■ MATERIAL FOR THIS EXERCISE ■
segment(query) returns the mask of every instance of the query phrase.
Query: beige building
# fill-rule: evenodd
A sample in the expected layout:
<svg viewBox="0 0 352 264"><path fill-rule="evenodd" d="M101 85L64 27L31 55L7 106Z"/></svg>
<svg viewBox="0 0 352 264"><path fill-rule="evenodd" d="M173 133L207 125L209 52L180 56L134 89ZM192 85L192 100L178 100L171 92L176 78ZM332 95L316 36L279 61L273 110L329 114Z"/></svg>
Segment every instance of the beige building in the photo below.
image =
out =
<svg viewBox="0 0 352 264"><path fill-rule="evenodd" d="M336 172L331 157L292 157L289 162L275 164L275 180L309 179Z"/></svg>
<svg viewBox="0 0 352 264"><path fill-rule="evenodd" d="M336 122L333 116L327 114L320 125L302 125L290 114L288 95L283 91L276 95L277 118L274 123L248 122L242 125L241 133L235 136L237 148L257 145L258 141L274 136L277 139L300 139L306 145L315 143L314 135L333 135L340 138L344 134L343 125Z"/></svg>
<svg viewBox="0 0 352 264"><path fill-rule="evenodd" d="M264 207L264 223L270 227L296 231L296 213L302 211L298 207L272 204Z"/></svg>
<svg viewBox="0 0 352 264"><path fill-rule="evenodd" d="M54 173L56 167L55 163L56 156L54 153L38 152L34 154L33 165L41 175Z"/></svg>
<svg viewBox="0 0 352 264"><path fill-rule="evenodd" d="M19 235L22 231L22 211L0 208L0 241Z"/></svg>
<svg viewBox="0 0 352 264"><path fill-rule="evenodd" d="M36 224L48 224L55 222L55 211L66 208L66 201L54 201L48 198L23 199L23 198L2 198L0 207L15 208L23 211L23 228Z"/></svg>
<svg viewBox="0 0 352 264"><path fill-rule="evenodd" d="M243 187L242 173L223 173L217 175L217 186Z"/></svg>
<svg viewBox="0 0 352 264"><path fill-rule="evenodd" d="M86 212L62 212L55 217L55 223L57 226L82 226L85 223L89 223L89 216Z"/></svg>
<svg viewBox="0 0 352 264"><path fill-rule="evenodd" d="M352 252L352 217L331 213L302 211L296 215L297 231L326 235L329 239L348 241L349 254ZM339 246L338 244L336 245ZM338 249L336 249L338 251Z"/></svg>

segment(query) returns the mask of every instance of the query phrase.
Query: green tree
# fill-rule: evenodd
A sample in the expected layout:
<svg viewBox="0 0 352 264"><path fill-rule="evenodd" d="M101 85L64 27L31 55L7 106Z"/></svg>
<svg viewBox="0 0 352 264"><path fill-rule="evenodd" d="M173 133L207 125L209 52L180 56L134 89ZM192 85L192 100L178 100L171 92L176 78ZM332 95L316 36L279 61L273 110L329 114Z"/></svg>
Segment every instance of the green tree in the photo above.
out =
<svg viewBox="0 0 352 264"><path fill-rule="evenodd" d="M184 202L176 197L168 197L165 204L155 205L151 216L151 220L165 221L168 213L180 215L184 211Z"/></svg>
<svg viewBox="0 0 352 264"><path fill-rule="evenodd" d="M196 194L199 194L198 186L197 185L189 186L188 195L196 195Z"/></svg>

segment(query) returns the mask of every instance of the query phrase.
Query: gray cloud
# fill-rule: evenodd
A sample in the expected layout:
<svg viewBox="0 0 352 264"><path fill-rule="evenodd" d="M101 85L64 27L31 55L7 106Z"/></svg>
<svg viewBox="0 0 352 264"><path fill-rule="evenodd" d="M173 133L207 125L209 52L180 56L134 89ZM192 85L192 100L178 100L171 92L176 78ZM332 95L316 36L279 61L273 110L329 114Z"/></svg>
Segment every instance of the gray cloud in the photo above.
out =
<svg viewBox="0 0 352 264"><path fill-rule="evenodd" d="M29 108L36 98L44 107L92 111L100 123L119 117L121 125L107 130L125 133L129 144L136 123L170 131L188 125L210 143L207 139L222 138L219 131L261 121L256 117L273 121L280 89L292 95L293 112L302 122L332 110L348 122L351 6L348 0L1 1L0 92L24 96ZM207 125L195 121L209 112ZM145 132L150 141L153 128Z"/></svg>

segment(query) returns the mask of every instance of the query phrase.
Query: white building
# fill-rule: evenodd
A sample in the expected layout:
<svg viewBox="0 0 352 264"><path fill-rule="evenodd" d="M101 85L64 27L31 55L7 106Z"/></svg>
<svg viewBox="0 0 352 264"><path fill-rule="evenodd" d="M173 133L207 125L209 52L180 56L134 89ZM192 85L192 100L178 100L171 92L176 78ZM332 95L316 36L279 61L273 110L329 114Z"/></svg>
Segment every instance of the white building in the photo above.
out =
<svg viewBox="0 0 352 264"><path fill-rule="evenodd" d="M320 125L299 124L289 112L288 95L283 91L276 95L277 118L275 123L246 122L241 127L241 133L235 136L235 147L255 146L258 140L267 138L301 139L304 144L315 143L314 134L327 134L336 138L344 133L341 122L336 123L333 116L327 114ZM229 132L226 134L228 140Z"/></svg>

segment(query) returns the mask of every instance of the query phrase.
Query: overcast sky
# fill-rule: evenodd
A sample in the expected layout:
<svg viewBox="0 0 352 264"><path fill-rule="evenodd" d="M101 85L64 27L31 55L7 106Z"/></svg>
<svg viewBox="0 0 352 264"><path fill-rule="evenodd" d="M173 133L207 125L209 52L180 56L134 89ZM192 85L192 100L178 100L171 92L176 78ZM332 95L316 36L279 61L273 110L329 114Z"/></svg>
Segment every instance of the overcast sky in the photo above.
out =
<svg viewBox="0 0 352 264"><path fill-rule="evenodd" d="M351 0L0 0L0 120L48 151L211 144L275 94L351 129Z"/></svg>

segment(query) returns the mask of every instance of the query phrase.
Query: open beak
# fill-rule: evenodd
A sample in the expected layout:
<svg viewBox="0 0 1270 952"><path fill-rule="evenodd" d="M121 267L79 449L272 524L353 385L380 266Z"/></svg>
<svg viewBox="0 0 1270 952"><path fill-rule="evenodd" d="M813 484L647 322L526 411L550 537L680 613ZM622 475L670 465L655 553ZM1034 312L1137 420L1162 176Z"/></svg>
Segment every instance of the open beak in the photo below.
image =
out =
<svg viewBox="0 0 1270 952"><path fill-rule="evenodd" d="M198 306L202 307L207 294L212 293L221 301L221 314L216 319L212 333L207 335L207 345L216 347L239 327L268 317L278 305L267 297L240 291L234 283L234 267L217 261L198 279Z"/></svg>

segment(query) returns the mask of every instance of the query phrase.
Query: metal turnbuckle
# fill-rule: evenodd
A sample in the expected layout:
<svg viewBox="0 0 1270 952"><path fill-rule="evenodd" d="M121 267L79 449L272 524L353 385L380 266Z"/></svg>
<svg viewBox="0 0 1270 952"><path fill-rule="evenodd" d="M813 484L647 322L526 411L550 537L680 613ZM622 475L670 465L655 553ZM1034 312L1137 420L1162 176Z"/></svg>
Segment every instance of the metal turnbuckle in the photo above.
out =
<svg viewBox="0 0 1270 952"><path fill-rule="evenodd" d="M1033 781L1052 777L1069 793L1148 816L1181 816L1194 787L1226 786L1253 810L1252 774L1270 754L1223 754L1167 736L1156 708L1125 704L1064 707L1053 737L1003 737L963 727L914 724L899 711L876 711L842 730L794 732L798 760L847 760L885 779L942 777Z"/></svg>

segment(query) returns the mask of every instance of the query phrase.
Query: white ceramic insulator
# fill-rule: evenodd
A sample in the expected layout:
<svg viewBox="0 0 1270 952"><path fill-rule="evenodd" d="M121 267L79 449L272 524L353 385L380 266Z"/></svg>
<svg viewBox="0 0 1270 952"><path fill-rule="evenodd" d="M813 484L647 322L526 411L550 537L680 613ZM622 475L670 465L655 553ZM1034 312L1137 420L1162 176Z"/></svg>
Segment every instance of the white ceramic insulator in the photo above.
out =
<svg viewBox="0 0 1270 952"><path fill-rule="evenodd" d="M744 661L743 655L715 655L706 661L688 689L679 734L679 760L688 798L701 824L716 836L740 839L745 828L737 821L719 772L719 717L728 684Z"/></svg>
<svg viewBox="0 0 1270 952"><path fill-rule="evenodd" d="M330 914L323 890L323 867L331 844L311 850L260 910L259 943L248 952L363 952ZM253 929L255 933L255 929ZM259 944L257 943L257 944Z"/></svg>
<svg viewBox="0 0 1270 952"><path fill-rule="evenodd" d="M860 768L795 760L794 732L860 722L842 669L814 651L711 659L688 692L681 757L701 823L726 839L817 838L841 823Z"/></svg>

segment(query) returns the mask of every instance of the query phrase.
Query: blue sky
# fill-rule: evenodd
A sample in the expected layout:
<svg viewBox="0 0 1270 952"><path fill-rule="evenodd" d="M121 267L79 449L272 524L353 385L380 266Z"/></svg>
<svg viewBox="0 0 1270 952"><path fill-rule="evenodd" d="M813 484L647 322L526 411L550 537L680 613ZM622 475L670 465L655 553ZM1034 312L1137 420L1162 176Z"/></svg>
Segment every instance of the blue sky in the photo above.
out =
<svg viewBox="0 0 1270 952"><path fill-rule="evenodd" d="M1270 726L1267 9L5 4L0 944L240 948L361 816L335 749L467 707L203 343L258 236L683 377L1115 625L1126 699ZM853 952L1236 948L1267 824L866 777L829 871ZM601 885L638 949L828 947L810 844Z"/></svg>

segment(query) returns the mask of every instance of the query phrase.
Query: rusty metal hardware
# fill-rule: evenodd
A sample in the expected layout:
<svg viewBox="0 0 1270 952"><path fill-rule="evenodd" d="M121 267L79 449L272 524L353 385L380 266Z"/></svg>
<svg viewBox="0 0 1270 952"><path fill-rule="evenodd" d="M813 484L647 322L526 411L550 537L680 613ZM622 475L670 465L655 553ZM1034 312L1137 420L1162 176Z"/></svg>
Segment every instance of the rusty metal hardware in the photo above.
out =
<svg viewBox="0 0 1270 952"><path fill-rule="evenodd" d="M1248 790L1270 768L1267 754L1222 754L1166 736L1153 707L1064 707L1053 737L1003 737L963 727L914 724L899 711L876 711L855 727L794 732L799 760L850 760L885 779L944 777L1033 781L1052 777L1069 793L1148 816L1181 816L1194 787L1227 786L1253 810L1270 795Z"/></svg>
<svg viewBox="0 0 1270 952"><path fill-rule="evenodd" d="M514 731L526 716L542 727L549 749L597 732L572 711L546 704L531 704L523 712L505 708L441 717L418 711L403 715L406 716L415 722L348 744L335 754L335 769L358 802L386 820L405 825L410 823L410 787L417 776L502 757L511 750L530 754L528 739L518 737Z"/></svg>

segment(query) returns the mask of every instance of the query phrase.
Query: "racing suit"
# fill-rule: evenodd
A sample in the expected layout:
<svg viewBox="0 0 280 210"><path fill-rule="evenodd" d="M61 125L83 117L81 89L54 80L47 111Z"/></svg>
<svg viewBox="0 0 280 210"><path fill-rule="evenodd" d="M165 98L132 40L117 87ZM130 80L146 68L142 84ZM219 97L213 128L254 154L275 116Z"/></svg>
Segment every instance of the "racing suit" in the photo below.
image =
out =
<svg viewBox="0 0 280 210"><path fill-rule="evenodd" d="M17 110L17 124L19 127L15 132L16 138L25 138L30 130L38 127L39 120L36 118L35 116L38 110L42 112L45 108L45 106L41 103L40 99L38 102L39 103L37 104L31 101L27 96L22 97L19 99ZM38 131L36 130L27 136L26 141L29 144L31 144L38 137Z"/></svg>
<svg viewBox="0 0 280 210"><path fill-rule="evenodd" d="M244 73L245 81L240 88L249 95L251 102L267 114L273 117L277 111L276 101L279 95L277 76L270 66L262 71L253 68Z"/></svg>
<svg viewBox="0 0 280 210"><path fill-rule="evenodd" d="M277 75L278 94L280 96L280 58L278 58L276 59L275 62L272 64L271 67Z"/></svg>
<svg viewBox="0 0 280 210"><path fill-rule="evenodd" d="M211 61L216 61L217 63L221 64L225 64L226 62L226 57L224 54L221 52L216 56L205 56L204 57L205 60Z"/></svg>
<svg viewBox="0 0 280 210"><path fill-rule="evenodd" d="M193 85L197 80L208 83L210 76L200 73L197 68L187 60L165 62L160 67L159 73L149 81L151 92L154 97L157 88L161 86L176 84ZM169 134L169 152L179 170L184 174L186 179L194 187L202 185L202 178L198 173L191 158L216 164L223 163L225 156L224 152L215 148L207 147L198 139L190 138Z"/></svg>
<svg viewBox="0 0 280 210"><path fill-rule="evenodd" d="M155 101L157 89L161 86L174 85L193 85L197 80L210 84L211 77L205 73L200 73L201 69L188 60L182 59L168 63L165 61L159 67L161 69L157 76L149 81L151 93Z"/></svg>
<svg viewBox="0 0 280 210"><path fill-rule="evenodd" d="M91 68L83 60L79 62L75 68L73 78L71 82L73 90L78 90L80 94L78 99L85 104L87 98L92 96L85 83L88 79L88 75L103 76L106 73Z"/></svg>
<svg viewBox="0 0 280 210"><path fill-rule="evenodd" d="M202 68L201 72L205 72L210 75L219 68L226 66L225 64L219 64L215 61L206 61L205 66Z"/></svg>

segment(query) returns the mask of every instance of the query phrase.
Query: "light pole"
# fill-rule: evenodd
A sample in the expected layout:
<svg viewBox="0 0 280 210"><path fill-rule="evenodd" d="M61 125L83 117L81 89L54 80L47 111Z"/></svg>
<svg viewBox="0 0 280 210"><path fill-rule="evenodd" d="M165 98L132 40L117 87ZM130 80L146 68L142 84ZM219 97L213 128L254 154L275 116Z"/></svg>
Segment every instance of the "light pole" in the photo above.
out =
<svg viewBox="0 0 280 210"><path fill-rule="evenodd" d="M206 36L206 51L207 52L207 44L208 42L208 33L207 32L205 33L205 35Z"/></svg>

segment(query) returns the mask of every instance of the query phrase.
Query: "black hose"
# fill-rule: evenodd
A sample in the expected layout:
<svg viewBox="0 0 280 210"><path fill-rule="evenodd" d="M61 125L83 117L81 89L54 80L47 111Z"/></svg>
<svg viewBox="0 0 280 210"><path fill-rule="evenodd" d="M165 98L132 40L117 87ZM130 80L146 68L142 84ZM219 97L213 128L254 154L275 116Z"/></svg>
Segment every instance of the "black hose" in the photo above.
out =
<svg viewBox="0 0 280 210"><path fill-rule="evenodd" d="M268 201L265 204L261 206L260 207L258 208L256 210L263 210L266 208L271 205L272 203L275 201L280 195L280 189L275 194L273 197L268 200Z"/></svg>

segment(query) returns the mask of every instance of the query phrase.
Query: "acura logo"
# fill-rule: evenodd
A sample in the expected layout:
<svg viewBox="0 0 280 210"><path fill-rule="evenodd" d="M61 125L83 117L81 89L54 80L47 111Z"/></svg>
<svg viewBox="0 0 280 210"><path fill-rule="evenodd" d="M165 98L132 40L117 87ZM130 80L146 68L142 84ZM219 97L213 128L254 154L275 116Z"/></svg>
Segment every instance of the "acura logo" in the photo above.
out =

■ GIVEN INSTRUCTION ■
Return every line above that contains the word "hardware", matching case exactly.

■ EXERCISE RESULT ■
Query: rusty metal hardware
Segment every instance of the rusty metal hardware in the photo above.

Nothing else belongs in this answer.